▶ **QUESTIONS ON THE MATERIAL**:
a - In the text about the COMMON user group, translate this sentence into French: "Power Systems are midrange computers, a class between mainframes and microcomputers."
b - Carry the text about the COMMON user group forward from its final sentence.

▶ **TEXT PROVIDED**:
COMMON
- Formation: 1960
- Legal status: Association
- Purpose: Education, resources, certification, networking
- Headquarters: Chicago, Illinois
- Region served: Worldwide
- Official language: English
- Board president: Justin Porter
- Main organ: COMMON.CONNECT
- Affiliations: IBM
- Staff: 11
- Website: www.common.org

= COMMON (user group) =

COMMON is the largest association of users of IBM Power Systems and IBM-compatible technology in the world. Power Systems are midrange computers, a class between mainframes and microcomputers. The users' group is a private, not-for-profit organization that provides education, tools, resources and networking opportunities for IBM i users. Members include users, IBMers, vendors, industry experts, recognized speakers, business leaders, and academics.

==History==
In 1969, the IBM System/3 became the first of IBM's mid-range computers, following by the System/34 and System/36. The IBM System/38, announced in 1978, was not very successful but its architecture was the basis of the IBM AS/400, released in 1988. There were 250,000 AS/400s installed in businesses at the end of 1994 with a corresponding number of people supporting the operation of those computers.

== Financial problems ==
The Late-2000s recession had a severe effect on COMMON activities. Event attendance, which had increased throughout the 1980s and 1990s, dropped substantially. COMMON began hosting one conference per year and shortened the conference length from five daysto four. Free attendance for volunteers was also eliminated and sponsorship was required for social events.

== Current status ==
In the 2020s, over 100,000 organizations used mid-range computers. Following a hiatus from COVID, bi-annual conferences resumed, as did additional educational offerings. As of 2021, there were over 26,000 members in LinkedIn's group for AS/400 and iSeries professionals.

▶ **DATA SUPPLIED**:
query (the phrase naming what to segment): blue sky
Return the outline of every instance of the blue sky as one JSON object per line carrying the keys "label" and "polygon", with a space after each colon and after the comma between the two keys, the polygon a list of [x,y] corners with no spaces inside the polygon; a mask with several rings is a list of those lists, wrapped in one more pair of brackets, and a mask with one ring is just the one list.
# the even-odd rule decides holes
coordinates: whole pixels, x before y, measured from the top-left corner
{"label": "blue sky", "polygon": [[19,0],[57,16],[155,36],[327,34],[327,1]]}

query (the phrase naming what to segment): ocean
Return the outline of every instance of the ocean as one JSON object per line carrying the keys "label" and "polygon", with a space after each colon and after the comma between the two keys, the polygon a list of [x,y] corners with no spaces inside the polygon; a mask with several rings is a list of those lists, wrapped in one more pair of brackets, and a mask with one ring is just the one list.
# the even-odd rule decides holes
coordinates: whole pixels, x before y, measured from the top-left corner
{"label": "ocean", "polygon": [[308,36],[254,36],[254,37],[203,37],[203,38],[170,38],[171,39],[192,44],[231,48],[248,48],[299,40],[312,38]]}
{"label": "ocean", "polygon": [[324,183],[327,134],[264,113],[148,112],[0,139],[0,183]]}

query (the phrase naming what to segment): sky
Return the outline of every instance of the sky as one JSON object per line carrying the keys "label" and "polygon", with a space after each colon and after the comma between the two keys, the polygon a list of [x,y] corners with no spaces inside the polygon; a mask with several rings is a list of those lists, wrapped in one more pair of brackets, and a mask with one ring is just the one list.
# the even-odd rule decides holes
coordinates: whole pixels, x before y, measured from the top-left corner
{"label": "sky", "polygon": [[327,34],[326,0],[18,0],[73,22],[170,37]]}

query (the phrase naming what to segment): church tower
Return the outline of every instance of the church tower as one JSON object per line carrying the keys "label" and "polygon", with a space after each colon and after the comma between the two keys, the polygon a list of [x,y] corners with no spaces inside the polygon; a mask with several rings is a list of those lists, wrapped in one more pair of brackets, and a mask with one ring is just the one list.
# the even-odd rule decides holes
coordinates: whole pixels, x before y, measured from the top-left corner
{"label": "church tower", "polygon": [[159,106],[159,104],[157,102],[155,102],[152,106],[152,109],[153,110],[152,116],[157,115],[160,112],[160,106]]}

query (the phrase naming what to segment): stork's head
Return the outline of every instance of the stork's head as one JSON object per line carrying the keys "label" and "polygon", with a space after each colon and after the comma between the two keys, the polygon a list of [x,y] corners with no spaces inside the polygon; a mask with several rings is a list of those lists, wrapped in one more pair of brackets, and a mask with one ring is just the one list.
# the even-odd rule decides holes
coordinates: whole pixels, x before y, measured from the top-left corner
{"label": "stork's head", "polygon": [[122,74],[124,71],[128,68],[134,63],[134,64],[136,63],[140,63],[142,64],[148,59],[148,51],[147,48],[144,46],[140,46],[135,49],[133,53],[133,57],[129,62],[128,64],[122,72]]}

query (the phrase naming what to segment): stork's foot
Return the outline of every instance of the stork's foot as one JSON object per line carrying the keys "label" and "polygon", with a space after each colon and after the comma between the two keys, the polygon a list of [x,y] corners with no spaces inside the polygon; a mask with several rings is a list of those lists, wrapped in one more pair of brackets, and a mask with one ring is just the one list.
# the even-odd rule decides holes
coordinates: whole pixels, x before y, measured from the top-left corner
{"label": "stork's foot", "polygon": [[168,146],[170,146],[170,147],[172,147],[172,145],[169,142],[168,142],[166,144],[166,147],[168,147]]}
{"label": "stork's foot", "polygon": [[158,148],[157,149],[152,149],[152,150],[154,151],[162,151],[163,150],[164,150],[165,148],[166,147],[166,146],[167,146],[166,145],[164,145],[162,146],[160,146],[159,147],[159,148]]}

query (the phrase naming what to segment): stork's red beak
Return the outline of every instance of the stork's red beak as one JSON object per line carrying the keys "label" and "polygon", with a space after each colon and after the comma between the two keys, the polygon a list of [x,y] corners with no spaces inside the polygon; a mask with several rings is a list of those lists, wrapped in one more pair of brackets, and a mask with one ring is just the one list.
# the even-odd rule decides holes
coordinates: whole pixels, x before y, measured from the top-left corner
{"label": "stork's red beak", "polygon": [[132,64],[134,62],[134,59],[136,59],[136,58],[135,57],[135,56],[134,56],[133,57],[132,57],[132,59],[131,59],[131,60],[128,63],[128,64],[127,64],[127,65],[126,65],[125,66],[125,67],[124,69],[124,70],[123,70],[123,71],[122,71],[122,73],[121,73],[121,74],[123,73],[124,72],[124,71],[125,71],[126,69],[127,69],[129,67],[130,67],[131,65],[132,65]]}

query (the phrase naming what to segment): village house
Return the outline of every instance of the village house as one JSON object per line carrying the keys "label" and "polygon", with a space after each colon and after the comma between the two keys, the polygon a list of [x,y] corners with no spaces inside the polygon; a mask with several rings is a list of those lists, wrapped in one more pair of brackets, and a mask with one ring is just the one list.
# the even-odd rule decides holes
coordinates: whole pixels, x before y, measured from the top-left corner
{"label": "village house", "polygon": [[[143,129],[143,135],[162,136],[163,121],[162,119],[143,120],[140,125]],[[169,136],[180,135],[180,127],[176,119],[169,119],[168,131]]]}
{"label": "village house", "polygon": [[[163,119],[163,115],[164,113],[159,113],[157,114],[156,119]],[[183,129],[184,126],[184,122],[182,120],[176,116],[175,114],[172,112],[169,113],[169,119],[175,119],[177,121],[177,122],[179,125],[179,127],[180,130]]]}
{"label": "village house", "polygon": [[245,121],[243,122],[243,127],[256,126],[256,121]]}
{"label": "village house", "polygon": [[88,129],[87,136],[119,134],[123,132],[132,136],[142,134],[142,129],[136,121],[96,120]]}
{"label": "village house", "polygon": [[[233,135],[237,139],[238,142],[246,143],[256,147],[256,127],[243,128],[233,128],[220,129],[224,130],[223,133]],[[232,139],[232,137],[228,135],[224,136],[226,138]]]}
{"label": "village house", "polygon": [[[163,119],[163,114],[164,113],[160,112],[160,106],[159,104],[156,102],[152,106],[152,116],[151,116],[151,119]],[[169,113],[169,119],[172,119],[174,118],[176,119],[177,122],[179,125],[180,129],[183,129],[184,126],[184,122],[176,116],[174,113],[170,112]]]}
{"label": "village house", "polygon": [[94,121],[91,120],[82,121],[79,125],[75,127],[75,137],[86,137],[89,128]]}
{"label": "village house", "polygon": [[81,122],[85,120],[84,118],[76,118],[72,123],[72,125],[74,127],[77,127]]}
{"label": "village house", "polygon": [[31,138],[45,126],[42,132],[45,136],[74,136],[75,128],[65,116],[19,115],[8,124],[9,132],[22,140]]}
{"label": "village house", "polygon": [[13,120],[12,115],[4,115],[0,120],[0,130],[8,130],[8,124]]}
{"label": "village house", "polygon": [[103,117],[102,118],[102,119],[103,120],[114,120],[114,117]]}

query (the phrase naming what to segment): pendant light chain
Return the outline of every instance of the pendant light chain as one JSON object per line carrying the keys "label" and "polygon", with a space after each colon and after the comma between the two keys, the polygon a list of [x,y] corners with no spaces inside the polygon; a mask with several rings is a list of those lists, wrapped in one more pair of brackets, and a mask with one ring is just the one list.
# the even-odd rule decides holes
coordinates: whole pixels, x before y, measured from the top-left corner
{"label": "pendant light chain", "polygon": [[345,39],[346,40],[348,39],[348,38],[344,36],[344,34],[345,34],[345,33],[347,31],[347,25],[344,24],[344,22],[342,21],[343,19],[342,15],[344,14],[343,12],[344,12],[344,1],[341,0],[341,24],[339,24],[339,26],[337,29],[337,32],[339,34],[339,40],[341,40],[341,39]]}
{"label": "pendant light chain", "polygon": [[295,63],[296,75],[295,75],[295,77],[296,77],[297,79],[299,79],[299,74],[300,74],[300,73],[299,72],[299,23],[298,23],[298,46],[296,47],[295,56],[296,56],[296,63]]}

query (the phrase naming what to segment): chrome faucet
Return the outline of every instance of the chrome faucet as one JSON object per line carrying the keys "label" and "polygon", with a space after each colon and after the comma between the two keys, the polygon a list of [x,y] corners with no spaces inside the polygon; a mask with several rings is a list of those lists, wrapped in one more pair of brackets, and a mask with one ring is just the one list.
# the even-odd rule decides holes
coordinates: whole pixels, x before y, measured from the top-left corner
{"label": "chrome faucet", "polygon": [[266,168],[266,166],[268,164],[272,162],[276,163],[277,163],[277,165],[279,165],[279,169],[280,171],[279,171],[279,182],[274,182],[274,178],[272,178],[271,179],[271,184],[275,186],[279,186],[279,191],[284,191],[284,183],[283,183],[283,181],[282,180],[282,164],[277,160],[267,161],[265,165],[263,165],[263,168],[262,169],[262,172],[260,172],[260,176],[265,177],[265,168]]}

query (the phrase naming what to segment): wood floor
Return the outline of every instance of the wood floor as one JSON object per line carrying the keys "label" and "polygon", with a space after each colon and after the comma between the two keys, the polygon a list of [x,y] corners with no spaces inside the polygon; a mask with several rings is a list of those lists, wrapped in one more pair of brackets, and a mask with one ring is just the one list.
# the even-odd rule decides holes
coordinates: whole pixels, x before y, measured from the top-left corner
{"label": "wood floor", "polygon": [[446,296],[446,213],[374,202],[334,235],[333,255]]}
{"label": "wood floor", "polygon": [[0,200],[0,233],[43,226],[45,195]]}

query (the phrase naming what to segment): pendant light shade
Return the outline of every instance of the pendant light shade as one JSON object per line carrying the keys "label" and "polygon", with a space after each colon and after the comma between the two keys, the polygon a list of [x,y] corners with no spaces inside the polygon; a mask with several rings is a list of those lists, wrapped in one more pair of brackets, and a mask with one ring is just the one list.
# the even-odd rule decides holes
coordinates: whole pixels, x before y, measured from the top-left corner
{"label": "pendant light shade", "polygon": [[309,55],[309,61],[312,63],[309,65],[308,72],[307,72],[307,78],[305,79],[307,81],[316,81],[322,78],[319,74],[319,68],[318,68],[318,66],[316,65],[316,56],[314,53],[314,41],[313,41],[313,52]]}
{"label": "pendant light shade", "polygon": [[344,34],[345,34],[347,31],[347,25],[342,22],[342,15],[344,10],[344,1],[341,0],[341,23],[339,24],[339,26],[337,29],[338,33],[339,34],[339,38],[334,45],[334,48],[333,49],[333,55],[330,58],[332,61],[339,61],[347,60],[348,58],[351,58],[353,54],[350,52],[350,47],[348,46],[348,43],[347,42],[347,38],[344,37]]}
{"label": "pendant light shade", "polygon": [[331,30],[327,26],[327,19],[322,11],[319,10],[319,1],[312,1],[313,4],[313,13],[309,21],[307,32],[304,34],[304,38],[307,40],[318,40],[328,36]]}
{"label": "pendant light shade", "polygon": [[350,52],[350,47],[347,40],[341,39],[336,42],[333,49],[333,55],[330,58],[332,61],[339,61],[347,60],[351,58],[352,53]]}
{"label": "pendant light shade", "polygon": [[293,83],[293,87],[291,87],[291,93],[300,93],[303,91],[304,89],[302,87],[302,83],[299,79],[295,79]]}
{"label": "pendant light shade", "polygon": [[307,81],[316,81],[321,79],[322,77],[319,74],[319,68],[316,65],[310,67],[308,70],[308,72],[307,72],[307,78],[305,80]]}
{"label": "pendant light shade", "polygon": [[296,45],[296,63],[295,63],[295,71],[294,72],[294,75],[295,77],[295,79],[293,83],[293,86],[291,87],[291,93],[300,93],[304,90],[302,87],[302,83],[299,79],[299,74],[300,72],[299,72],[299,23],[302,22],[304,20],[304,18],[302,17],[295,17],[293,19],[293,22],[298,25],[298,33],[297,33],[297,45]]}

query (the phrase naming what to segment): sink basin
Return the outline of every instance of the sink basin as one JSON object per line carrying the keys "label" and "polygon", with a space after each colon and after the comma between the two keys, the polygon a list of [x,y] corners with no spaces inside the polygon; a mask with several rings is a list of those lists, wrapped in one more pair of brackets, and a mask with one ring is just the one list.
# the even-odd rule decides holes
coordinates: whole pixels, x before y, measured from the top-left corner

▶ **RESPONSES IN ORDER**:
a - Les Power Systems sont des ordinateurs de milieu de gamme, une catégorie située entre les ordinateurs centraux et les micro-ordinateurs.

b -
IBM makes new product announcements at Common events where users can ask IBM developers questions.

== Member resources ==
Only members can utilize Common resources. Memberships can be acquired by individuals, company or user groups.

A popular feature of membership is the Common Conference, held twice a year at varying locations in the US. The spring conference is named "POWERUp"; the fall conference is named "NAViGATE". Nearly nine hours of educational sessions are scheduled each day; an exhibition expo is open on the second and third day, with about 40 vendors including IBM, offering software and hardware.

Common schedules internet-based education, including Webcasts and Webinars. A Career Center for employers and job hunters.

COMMON and IBM have a program New 2 IBM i (N2i) is a partnership mentoring program between COMMON and IBM for IBM i.

== Events ==
- POWERUp 2024, Fort Worth, May 20–23, 2024
- NAViGATE 2024, Bonita Springs, November 4–6, 2024
- COMMON India, Pune, February 24–26, 2025
- POWERUp 2025, Anaheim, May 19–22, 2025
- NAViGATE 2025, Pittsburgh, September 15–17, 2025

==Local user groups==
- OCEAN User Group
- The Omni User -- Chicago, IL
- Fairfield AS/400 User Group
- North East User Group
- South East Michigan iSeries User Group
- Central Texas IBM i User Group (CTXiUG)
- International Db2 Users Group
- The Large User Group

==See also==
- SHARE (computing)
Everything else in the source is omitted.